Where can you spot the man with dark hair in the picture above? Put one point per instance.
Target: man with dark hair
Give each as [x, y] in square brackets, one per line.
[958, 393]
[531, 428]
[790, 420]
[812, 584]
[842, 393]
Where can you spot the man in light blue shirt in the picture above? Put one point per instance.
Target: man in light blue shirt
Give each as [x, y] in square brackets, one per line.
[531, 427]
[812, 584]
######
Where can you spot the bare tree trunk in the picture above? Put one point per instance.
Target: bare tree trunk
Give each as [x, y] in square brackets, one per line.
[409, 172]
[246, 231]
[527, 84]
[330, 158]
######
▶ **Aim of the exercise**
Your answer must be every line from the listing above that holds the string "shirt".

▶ **Answer**
Where can you spot the man in light blue shirt in the picture above? Put one point per instance.
Target: man in light blue shirt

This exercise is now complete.